● **Task requirements**:
A: Retype the passage on training GANs between "GANs and min-max" and "when training GANs.", inclusive.
B: Continue the passage on training GANs from its last sentence.

Start of Reading text

Training GANs - From Theory to Practice

GANs, originally discovered in the context of unsupervised learning, have had far reaching implications to science, engineering, and society. However, training GANs remains challenging (in part) due to the lack of convergent algorithms for nonconvex-nonconcave min-max optimization. In this post, we present a new first-order algorithm for min-max optimization which is particularly suited to GANs. This algorithm is guaranteed to converge to an equilibrium, is competitive in terms of time and memory with gradient descent-ascent and, most importantly, GANs trained using it seem to be stable.

GANs and min-max optimization

Starting with the work of Goodfellow et al., Generative Adversarial Nets (GANs) have become a critical component in various ML systems; for prior posts on GANs, see here for a post on GAN architecture, and here and here for posts which discuss some of the many difficulties arising when training GANs.

Mathematically, a GAN consists of a generator neural network $\mathcal{G}$ and a discriminator neural network $\mathcal{D}$ that are competing against each other in a way that, together, they learn the unknown distribution from which a given dataset arises. The generator takes a random “noise” vector as input and maps this vector to a sample; for instance, an image. The discriminator takes samples – “fake” ones produced by the generator and “real” ones from the given dataset – as inputs. The discriminator then tries to classify these samples as “real” or “fake”. As a designer, we would like the generated samples to be indistinguishable from those of the dataset. Thus, our goal is to choose weights $x$ for the generator network that allow it to generate samples which are difficult for any discriminator to tell apart from real samples. This leads to a min-max optimization problem where we look for weights $x$ which minimize the rate (measured by a loss function $f$) at which any discriminator correctly classifies the real and fake samples. And, we seek weights $y$ for the discriminator network which maximize this rate.

End of Reading text
Start of Information shown

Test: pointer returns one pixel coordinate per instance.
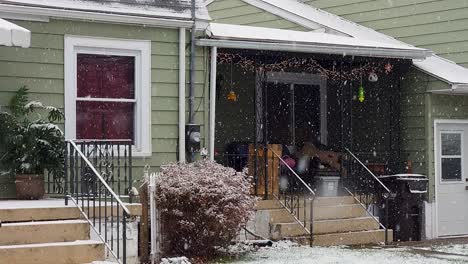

End of Information shown

● **Answers for the tasks**:
A:
GANs and min-max optimization

Starting with the work of Goodfellow et al., Generative Adversarial Nets (GANs) have become a critical component in various ML systems; for prior posts on GANs, see here for a post on GAN architecture, and here and here for posts which discuss some of the many difficulties arising when training GANs.

B:
Min-max formulation of GANs

\[\min_x \max_y f(x,y),\] \[f(x,y) := \mathbb{E}[ f_{\zeta, \xi}(x,y)],\]
where $\zeta$ is a random sample from the dataset, and $\xi \sim N(0,I_d)$ is a noise vector which the generator maps to a “fake” sample. $f_{\zeta, \xi}$ measures how accurately the discriminator $\mathcal{D}(y;\cdot)$ distinguishes $\zeta$ from $\mathcal{G}(x;\xi)$ produced by the generator using the input noise $\xi$.

In this formulation, there are several choices that we have to make as a GAN designer, and an important one is that of a loss function. One concrete choice is from the paper of Goodfellow et al.: the cross-entropy loss function:

\[f_{\zeta, \xi}(x,y) := \log(\mathcal{D}(y;\zeta)) + \log(1-\mathcal{D}(y;\mathcal{G}(x;\xi)))\]

See here for a summary and comparison of different loss functions.

Once we fix the loss function (and the architecture of the generator and discriminator), we can compute unbiased estimates of the value of $f$ and its gradients $\nabla_x f$ and $\nabla_y f$ using batches consisting of random Gaussian noise vectors $\xi_1,\ldots, \xi_n \sim N(0,I_d)$ and random samples from the dataset $\zeta_1, \ldots, \zeta_n$. For example, the stochastic batch gradient

\[\frac{1}{n} \sum_{i=1}^n \nabla_x f_{\zeta_i, \xi_i}(x,y)\]

gives us an unbiased estimate for $\nabla_x f(x,y)$.

But how do we solve the min-max optimization problem above using such a first-order access to $f$?

Gradient descent-ascent and variants

Perhaps the simplest algorithm we can try for min-max optimization is gradient descent-ascent (GDA). As the generator wants to minimize with respect to $x$ and the discriminator wants to maximize with respect to $y$, the idea is to do descent steps for $x$ and ascent steps for $y$. How exactly to do this is not clear, and one strategy is to let the generator and discriminator alternate:

\[x_{i+1} = x_i -\nabla_x f(x_i,y_i),\] \[y_{i+1} = y_i +\nabla_y f(x_i,y_i).\]

Other variants include, for instance, optimistic mirror descent (OMD) (see also here and here for applications of OMD to GANs, and here for an analysis of OMD and related methods)

\[x_{i+1} = x_i -2\nabla_x f(x_i,y_i) + \nabla_x f(x_{i-1},y_{i-1})\] \[y_{i+1} = y_i +2\nabla_y f(x_i,y_i)- \nabla_y f(x_{i-1},y_{i-1}).\]

The advantage of such algorithms is that they are quite practical. The problem, as we discuss next, is that they are not always guaranteed to converge. Most of these guarantees only hold for special classes of loss functions $f$ that satisfy properties such as concavity (see here and here) or monotonicity, or under the assumptions that these algorithms are provided with special starting points (see here, here).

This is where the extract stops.